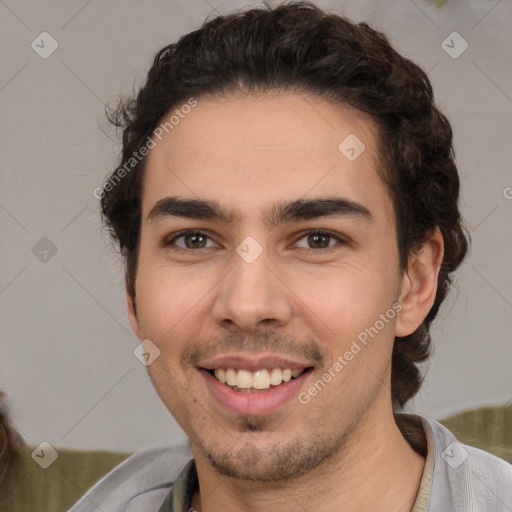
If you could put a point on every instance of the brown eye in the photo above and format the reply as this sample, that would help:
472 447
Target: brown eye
191 240
319 240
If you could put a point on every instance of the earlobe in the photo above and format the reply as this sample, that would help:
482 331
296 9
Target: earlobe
131 307
419 285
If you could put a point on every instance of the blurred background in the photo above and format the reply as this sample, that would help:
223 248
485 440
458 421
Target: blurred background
67 362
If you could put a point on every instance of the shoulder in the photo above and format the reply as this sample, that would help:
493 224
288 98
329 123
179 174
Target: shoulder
467 477
140 482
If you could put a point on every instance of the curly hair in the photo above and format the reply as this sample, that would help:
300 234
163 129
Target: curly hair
298 47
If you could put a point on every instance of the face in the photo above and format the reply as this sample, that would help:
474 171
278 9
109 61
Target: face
301 264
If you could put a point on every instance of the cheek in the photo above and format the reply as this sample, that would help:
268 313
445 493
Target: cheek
347 298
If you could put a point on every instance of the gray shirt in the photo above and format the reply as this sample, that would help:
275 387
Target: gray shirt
456 478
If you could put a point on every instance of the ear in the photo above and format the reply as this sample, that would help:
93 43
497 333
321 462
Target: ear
132 311
419 284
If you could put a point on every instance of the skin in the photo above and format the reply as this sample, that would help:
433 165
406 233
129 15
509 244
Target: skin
247 153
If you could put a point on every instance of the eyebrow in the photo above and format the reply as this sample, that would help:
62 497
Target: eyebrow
280 213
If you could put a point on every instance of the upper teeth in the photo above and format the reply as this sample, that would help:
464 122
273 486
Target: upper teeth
260 379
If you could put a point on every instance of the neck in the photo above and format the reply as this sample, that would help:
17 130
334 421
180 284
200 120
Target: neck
376 469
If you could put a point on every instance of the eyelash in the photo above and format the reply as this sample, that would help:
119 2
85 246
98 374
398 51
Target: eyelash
180 234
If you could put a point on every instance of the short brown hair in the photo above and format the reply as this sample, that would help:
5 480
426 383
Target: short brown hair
299 47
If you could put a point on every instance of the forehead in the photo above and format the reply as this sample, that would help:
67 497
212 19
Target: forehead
245 152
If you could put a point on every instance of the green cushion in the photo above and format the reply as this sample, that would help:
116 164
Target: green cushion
488 428
30 488
33 489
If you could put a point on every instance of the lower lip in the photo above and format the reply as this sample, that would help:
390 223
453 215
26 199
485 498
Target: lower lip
259 402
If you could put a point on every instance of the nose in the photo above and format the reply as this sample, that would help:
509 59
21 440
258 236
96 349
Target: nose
252 297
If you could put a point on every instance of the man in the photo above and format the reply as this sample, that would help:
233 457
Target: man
286 204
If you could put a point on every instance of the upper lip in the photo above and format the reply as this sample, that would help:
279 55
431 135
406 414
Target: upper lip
240 362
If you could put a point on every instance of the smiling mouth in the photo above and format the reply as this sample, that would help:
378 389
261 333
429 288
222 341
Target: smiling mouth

☆ ☆ ☆

» What to work on: Copy each line above exactly, with no images.

» Problem solution:
If you could put a point on every instance of the brown eye in the photo above and format the reply as this sample, that would help:
472 447
Target: brown eye
191 240
319 240
If you could put a point on every instance of the earlobe in the photo above and format the reply as this sample, that would help:
482 331
296 9
Target: earlobe
131 307
419 285
If you could put a point on every instance of the blurred background in the photo above and format the reply as this sample, that would help:
223 248
485 440
458 421
Target: blurred background
67 362
If you could put a point on every instance of the shoulder in the photo above and format the reply as this sample, that would help:
493 224
288 98
329 123
179 174
Target: shoulder
467 477
140 482
If you could put a point on every instance of the curly hair in the photo above and format the reply as this sample, that would help:
300 234
163 129
Target: curly hair
298 47
If you could put a point on every instance of the face in the photo above and format the reply as this sample, that would help:
474 171
278 9
109 61
Target: face
301 264
If you could put a point on every instance of the cheek in the photo above and format the reply as this sample, that would help:
268 313
445 493
Target: cheek
347 298
If you could put a point on every instance of the gray shirt in the photo above and format the reply as this sample, that would help:
275 387
Target: gray shirt
456 478
If you could put a point on every instance of the ear in the photo above and format the reply as this sample, that would help:
93 43
497 333
321 462
Target: ear
132 311
419 284
If you could put a point on every instance of the skin in the photo above and format the reply as this sample, that would help:
433 165
406 233
129 15
509 244
Target: skin
247 153
If you could put a point on every instance of the eyebrow in the photo above and format the reply as this sample, that would help:
62 497
Target: eyebrow
280 213
If you could put a point on every instance of the upper teeth in the photo above and format the reply as this sample, that would help:
464 122
273 486
Target: upper teeth
260 379
If you could put a point on every instance of the neck in the photo above and format the reply as this sample, that would help:
17 130
334 421
180 284
200 120
Target: neck
376 469
If you could put a point on every instance of the eyelash in the photo above and format the reply as this sample, that would help:
119 2
85 246
98 374
398 51
Target: eyelash
180 234
If you could put a point on every instance of the short brown hair in the photo above and format the reply as this sample, that would help:
5 480
426 383
Target: short brown hair
299 47
If you could put a point on every instance of the forehead in the photo above and format the reply as this sample, that would help:
67 497
212 19
Target: forehead
245 152
If you could put a point on every instance of the green cushion in the photo above and format the reply as this sample, that would help:
116 164
Target: green cushion
488 428
30 488
33 489
If you could put a point on every instance of the lower lip in the photo above and format the reply as this sample, that would help:
390 223
453 215
26 199
485 498
Target: lower lip
259 402
If you could put a point on every instance of the nose in the photo above and format the reply as this sample, that would help:
509 59
21 440
258 236
96 349
Target: nose
252 297
If you could put a point on every instance of the man in the photo above and format the reply as this sample, that would help:
233 457
Target: man
286 204
If you could put a point on every instance of the upper lip in the photo above and format the reply as this sample, that would help:
279 55
431 135
406 414
Target: upper lip
240 362
If you could put a point on every instance of the smiling mouth in the photo above and format the reply as this sample, that would help:
378 389
261 333
429 288
222 341
Target: smiling mouth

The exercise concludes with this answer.